<<<<

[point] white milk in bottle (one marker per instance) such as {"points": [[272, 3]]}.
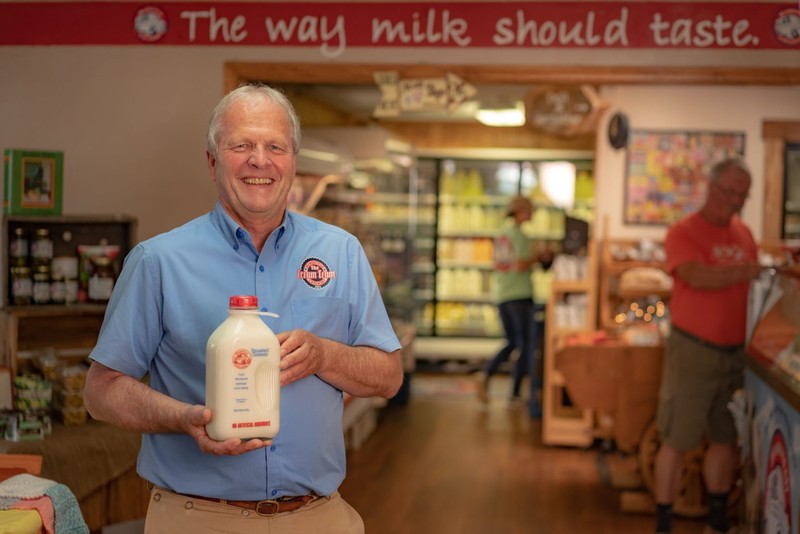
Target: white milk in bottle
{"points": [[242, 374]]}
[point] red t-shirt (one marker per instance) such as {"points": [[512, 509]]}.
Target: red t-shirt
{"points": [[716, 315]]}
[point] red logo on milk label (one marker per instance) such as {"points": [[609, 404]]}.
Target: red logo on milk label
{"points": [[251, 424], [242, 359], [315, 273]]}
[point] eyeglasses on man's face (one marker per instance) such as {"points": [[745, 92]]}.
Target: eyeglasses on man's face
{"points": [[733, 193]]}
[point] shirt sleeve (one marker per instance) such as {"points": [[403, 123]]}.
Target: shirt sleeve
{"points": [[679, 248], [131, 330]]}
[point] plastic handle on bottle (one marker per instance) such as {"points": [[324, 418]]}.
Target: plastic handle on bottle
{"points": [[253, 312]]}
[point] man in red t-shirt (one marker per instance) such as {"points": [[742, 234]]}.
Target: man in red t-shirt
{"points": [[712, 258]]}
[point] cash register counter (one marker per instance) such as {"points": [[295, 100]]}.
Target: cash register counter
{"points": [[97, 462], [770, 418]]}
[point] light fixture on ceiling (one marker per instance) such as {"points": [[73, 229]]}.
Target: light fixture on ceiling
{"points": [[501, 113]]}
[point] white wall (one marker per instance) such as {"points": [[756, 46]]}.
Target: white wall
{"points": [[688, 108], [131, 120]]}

>>>>

WORK TO COMPLETE: Your task is to copy every line of the entries that contains the string "instance".

REPLY TO THE EXERCISE:
[point] white milk in bottle (one marker per instance) such as {"points": [[272, 3]]}.
[point] red t-shirt (one marker per instance) such as {"points": [[512, 509]]}.
[point] red logo on milk label (one marker per instance) such as {"points": [[609, 404]]}.
[point] eyeglasses on man's face (one marker per instance) such as {"points": [[745, 92]]}.
[point] shirt sleeve (one marker per instance) such as {"points": [[403, 123]]}.
[point] plastic handle on bottle (one marker per instance) such as {"points": [[324, 418]]}.
[point] man in red t-shirt (one marker per instance) such as {"points": [[742, 234]]}.
[point] cash register counter (one marker per instance) such as {"points": [[295, 100]]}.
[point] light fixture on ceiling (one marker per instance) such as {"points": [[73, 229]]}.
[point] white wall (one marker per instance) such as {"points": [[756, 46]]}.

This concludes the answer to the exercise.